— BEGIN —
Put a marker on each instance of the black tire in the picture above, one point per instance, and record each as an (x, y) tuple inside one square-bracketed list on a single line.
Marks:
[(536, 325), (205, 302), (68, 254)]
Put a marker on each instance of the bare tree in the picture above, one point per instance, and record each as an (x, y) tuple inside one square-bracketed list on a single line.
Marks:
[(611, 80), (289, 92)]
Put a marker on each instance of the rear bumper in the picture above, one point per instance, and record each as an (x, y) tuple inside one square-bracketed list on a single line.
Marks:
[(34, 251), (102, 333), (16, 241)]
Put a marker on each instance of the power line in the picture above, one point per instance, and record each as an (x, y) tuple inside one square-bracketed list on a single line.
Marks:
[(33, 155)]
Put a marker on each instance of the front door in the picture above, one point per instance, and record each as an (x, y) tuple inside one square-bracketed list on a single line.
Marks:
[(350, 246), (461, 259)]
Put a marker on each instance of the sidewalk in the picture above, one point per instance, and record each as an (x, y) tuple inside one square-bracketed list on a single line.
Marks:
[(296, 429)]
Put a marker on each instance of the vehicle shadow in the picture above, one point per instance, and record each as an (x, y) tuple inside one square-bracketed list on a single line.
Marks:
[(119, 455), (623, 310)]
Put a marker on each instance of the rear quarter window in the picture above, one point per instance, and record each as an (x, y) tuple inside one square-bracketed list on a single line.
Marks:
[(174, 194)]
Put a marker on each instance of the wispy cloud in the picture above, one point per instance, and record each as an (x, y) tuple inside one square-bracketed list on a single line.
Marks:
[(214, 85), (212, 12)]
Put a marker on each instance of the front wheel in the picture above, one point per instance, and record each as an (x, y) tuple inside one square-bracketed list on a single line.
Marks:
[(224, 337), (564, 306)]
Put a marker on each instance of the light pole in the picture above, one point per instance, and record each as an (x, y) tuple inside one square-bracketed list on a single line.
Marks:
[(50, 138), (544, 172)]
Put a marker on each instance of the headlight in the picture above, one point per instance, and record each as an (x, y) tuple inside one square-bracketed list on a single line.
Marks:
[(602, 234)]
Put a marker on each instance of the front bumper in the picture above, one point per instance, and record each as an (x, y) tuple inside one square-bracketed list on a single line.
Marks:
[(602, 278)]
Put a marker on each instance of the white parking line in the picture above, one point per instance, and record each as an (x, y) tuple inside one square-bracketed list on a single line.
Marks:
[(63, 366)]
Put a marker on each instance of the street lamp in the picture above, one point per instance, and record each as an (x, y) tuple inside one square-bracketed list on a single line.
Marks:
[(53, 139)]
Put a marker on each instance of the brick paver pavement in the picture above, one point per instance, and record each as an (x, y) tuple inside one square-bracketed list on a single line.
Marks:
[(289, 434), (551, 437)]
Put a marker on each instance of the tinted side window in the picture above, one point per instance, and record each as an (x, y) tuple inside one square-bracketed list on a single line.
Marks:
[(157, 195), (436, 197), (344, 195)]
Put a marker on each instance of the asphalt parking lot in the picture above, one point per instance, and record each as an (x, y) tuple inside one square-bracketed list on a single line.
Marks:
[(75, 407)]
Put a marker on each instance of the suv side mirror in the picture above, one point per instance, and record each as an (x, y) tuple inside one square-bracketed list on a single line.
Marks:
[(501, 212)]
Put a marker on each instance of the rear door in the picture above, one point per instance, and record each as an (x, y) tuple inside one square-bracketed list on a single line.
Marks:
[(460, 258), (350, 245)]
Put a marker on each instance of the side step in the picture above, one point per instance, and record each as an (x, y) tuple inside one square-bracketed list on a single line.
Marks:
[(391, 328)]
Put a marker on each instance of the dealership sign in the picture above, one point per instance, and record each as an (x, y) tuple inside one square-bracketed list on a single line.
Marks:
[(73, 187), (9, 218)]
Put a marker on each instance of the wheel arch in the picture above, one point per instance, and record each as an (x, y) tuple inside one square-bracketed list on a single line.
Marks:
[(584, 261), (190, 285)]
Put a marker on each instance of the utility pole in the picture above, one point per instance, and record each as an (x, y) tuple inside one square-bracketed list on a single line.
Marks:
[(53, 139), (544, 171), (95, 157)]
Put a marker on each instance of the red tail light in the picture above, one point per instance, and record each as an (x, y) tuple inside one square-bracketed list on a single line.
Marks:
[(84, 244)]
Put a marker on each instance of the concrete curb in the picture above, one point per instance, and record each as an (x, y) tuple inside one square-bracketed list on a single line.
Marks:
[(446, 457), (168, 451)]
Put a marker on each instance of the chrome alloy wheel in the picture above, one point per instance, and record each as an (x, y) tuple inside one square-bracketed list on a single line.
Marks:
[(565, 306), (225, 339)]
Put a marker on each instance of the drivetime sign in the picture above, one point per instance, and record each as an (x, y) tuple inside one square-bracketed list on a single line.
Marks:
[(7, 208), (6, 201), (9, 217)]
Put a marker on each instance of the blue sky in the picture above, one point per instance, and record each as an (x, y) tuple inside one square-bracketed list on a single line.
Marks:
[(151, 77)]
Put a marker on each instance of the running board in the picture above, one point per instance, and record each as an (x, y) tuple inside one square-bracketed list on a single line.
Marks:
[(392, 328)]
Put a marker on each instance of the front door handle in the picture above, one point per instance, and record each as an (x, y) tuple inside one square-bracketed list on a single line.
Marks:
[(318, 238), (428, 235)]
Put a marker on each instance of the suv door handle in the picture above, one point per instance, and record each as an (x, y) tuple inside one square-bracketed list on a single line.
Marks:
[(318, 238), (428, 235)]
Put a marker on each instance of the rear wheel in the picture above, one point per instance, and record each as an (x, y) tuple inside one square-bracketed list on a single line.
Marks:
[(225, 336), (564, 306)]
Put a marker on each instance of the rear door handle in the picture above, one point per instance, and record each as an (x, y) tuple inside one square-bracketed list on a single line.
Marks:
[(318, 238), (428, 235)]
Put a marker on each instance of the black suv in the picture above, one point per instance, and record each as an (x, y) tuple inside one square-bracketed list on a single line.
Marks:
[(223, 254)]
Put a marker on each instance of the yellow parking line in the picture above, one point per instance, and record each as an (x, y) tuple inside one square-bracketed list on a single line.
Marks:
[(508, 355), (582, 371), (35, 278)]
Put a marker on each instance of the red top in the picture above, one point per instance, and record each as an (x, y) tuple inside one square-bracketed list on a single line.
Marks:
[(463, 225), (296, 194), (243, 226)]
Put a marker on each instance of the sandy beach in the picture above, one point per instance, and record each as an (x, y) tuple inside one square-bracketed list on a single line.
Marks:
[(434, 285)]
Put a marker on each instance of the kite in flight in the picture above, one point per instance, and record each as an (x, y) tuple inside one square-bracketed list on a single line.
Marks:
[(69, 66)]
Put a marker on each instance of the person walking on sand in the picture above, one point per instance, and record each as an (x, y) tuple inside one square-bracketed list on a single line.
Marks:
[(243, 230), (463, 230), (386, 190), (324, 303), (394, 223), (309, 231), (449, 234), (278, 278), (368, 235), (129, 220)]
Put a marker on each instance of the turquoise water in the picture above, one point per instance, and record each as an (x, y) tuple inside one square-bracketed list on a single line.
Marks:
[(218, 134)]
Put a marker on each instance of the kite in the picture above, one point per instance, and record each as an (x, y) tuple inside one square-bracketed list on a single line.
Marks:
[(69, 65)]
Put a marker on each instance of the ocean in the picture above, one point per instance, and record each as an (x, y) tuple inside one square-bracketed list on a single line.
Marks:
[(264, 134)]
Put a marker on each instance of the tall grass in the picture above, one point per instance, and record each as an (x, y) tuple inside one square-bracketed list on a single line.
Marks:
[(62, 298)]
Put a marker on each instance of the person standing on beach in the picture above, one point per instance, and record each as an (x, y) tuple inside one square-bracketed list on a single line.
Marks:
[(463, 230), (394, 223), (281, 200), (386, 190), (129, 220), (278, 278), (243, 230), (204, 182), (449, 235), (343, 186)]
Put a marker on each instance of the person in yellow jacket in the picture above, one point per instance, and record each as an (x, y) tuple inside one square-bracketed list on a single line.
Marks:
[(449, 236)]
— END —
Transcribe exactly the line containing "Put a marker on each instance of the red top" and all remaining lines of the material, ending with the last one.

Reply to the task ->
Put a marker on each instance of the red top in the picture above, one point per instance, and record each as an (x, y) tuple inside one square-bracketed list on a single line.
Marks:
[(463, 225), (296, 194), (243, 226)]
Put a marker on each instance of the sandy beach in the picture above, one point per instance, and record each as an (x, y) tuple inside one square-bracketed list on a single line.
Marks:
[(434, 285)]
Put a marker on each instance of the kite in flight in the picture above, one point per instance, and record each as an (x, y) tuple inside one square-bracketed list on a single line.
Marks:
[(69, 66)]
Put a marker on each instance of the person walking on sand in the picture above, one point per instance, and record each as an (x, y) tuple inside one square-bracketed list on a single line.
Marks:
[(243, 230), (463, 230), (386, 190), (324, 303), (394, 223), (309, 231), (449, 234), (278, 278), (368, 235), (129, 220)]
Put a marker on each instance of the turquoise water in the picture above, one point per instance, and record each as an (x, y) tuple inside one square-bracketed list on a single line.
Marks:
[(218, 134)]
Put a marker on each instance of the kite in the picture above, one point per instance, and record each as an (x, y) tuple inside one square-bracketed list on a single line.
Marks:
[(69, 65)]
Put a marker on each instance of the ocean in the picture above, one point per instance, and record each as an (x, y) tuple inside one square-bracketed list on a single line.
Marks:
[(264, 134)]
Put a marker on each instance of the tall grass in the picture above, one point per instance, and record each as an (x, y) tuple inside one square-bracketed list on a single line.
Marks:
[(62, 298)]
Put a marker on each instance of the person standing on beach in the picture above, one point per instance, and record each as an (x, y) tuple inside one square-bracketed list on a single line.
Marks:
[(463, 230), (394, 223), (281, 200), (386, 190), (129, 220), (278, 278), (243, 230), (204, 182), (449, 235), (343, 186)]
Put a marker on each instance of the person in yellow jacket in the picture above, one point per instance, and record each as an (x, y) tuple inside one square-bracketed list on a single line.
Marks:
[(449, 236)]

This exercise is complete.